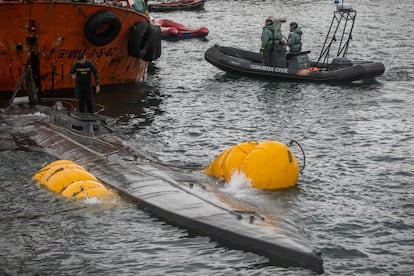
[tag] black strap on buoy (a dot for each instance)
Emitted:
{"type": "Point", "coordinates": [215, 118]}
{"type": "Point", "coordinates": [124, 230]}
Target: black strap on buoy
{"type": "Point", "coordinates": [303, 153]}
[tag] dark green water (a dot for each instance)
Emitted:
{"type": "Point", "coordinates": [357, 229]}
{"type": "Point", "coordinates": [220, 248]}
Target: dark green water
{"type": "Point", "coordinates": [355, 197]}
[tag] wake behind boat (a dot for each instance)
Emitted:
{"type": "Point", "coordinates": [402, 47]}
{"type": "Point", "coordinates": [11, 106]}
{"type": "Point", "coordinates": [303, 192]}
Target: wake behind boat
{"type": "Point", "coordinates": [297, 66]}
{"type": "Point", "coordinates": [181, 197]}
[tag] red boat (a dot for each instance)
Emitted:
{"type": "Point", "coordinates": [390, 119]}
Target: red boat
{"type": "Point", "coordinates": [173, 30]}
{"type": "Point", "coordinates": [176, 5]}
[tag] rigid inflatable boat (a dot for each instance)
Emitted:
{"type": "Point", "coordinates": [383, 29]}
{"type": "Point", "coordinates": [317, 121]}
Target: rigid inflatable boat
{"type": "Point", "coordinates": [181, 197]}
{"type": "Point", "coordinates": [298, 66]}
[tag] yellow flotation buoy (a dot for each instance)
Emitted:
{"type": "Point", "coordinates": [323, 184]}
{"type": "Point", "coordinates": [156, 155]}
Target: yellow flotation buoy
{"type": "Point", "coordinates": [271, 165]}
{"type": "Point", "coordinates": [268, 165]}
{"type": "Point", "coordinates": [60, 179]}
{"type": "Point", "coordinates": [216, 167]}
{"type": "Point", "coordinates": [72, 180]}
{"type": "Point", "coordinates": [86, 189]}
{"type": "Point", "coordinates": [46, 168]}
{"type": "Point", "coordinates": [234, 159]}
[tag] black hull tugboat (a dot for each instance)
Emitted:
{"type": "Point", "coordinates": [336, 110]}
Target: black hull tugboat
{"type": "Point", "coordinates": [298, 66]}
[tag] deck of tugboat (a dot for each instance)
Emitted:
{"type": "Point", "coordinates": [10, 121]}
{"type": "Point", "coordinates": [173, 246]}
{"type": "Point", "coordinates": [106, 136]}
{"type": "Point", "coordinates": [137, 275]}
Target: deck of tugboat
{"type": "Point", "coordinates": [183, 198]}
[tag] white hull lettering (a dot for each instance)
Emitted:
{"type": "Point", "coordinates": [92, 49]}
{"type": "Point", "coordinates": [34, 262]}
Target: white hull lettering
{"type": "Point", "coordinates": [260, 67]}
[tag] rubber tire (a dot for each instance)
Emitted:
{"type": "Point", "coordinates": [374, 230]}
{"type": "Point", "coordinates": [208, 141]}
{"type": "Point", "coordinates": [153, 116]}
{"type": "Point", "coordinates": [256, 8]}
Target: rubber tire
{"type": "Point", "coordinates": [96, 21]}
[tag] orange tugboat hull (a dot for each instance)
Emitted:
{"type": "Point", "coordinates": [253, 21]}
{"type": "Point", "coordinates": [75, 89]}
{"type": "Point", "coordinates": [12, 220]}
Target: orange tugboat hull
{"type": "Point", "coordinates": [54, 32]}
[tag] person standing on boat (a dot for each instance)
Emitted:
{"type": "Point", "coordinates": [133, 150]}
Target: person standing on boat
{"type": "Point", "coordinates": [274, 53]}
{"type": "Point", "coordinates": [82, 71]}
{"type": "Point", "coordinates": [295, 36]}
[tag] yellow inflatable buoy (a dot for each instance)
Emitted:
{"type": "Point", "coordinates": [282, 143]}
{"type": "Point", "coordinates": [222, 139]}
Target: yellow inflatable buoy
{"type": "Point", "coordinates": [60, 179]}
{"type": "Point", "coordinates": [72, 180]}
{"type": "Point", "coordinates": [46, 168]}
{"type": "Point", "coordinates": [234, 159]}
{"type": "Point", "coordinates": [271, 165]}
{"type": "Point", "coordinates": [216, 167]}
{"type": "Point", "coordinates": [86, 189]}
{"type": "Point", "coordinates": [268, 165]}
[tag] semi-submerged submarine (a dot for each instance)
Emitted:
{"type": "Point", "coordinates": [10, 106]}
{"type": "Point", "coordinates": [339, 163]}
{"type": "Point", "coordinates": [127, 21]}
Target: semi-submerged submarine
{"type": "Point", "coordinates": [185, 198]}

• _Short task_:
All records must be output exactly as they are, except for the pictures, which are left out.

• _Task answer_:
[tag] black strap on buoy (a dot for each instance)
Emitted:
{"type": "Point", "coordinates": [215, 118]}
{"type": "Point", "coordinates": [124, 230]}
Target: black strap on buoy
{"type": "Point", "coordinates": [303, 153]}
[tag] dark green water (a dot for each instance)
Emitted:
{"type": "Point", "coordinates": [357, 229]}
{"type": "Point", "coordinates": [220, 248]}
Target: dark green water
{"type": "Point", "coordinates": [355, 197]}
[tag] wake behind boat (a dot for each instance)
Emitted:
{"type": "Point", "coordinates": [402, 47]}
{"type": "Point", "coordinates": [11, 106]}
{"type": "Point", "coordinates": [303, 192]}
Target: wake behind boat
{"type": "Point", "coordinates": [297, 66]}
{"type": "Point", "coordinates": [181, 197]}
[tag] red boat (a dot for each instance)
Emitted:
{"type": "Point", "coordinates": [390, 119]}
Target: red boat
{"type": "Point", "coordinates": [173, 30]}
{"type": "Point", "coordinates": [176, 5]}
[tag] rigid inflatable boat (a dot for each instance)
Emitted:
{"type": "Point", "coordinates": [383, 29]}
{"type": "Point", "coordinates": [317, 121]}
Target: rigid inflatable boat
{"type": "Point", "coordinates": [181, 197]}
{"type": "Point", "coordinates": [298, 66]}
[tag] yellow flotation buoy (a dot for each instance)
Emitted:
{"type": "Point", "coordinates": [323, 184]}
{"type": "Point", "coordinates": [156, 155]}
Target: yellow flotation buoy
{"type": "Point", "coordinates": [271, 165]}
{"type": "Point", "coordinates": [268, 165]}
{"type": "Point", "coordinates": [60, 179]}
{"type": "Point", "coordinates": [216, 167]}
{"type": "Point", "coordinates": [72, 180]}
{"type": "Point", "coordinates": [86, 189]}
{"type": "Point", "coordinates": [46, 168]}
{"type": "Point", "coordinates": [234, 159]}
[tag] black hull tugboat (a dot for each instance)
Emitted:
{"type": "Point", "coordinates": [336, 110]}
Target: black hull tugboat
{"type": "Point", "coordinates": [298, 66]}
[tag] deck of tugboat (a dot for each instance)
Emitted:
{"type": "Point", "coordinates": [10, 121]}
{"type": "Point", "coordinates": [173, 246]}
{"type": "Point", "coordinates": [106, 136]}
{"type": "Point", "coordinates": [137, 275]}
Target: deck of tugboat
{"type": "Point", "coordinates": [183, 198]}
[tag] white hull lettering (a dot for each instance)
Emitted:
{"type": "Point", "coordinates": [92, 49]}
{"type": "Point", "coordinates": [34, 262]}
Target: white hull lettering
{"type": "Point", "coordinates": [260, 67]}
[tag] rubber tire (a dot for each instance)
Emitted:
{"type": "Point", "coordinates": [374, 230]}
{"type": "Point", "coordinates": [208, 141]}
{"type": "Point", "coordinates": [153, 116]}
{"type": "Point", "coordinates": [256, 8]}
Target: rubber tire
{"type": "Point", "coordinates": [96, 21]}
[tag] orange tugboat hull (a dot for each instance)
Emitted:
{"type": "Point", "coordinates": [253, 21]}
{"type": "Point", "coordinates": [75, 89]}
{"type": "Point", "coordinates": [12, 220]}
Target: orange tugboat hull
{"type": "Point", "coordinates": [54, 32]}
[tag] person standing on boat (a dot for each instance)
Emitted:
{"type": "Point", "coordinates": [133, 150]}
Target: person standing on boat
{"type": "Point", "coordinates": [274, 53]}
{"type": "Point", "coordinates": [82, 71]}
{"type": "Point", "coordinates": [295, 36]}
[tag] yellow inflatable buoy (a dot for each instance)
Emitted:
{"type": "Point", "coordinates": [282, 143]}
{"type": "Point", "coordinates": [222, 139]}
Target: yellow inflatable buoy
{"type": "Point", "coordinates": [60, 179]}
{"type": "Point", "coordinates": [72, 180]}
{"type": "Point", "coordinates": [46, 168]}
{"type": "Point", "coordinates": [234, 159]}
{"type": "Point", "coordinates": [271, 165]}
{"type": "Point", "coordinates": [216, 167]}
{"type": "Point", "coordinates": [86, 189]}
{"type": "Point", "coordinates": [268, 165]}
[tag] semi-submerged submarine (a dot for each instance)
Emitted:
{"type": "Point", "coordinates": [10, 106]}
{"type": "Point", "coordinates": [339, 163]}
{"type": "Point", "coordinates": [127, 21]}
Target: semi-submerged submarine
{"type": "Point", "coordinates": [185, 198]}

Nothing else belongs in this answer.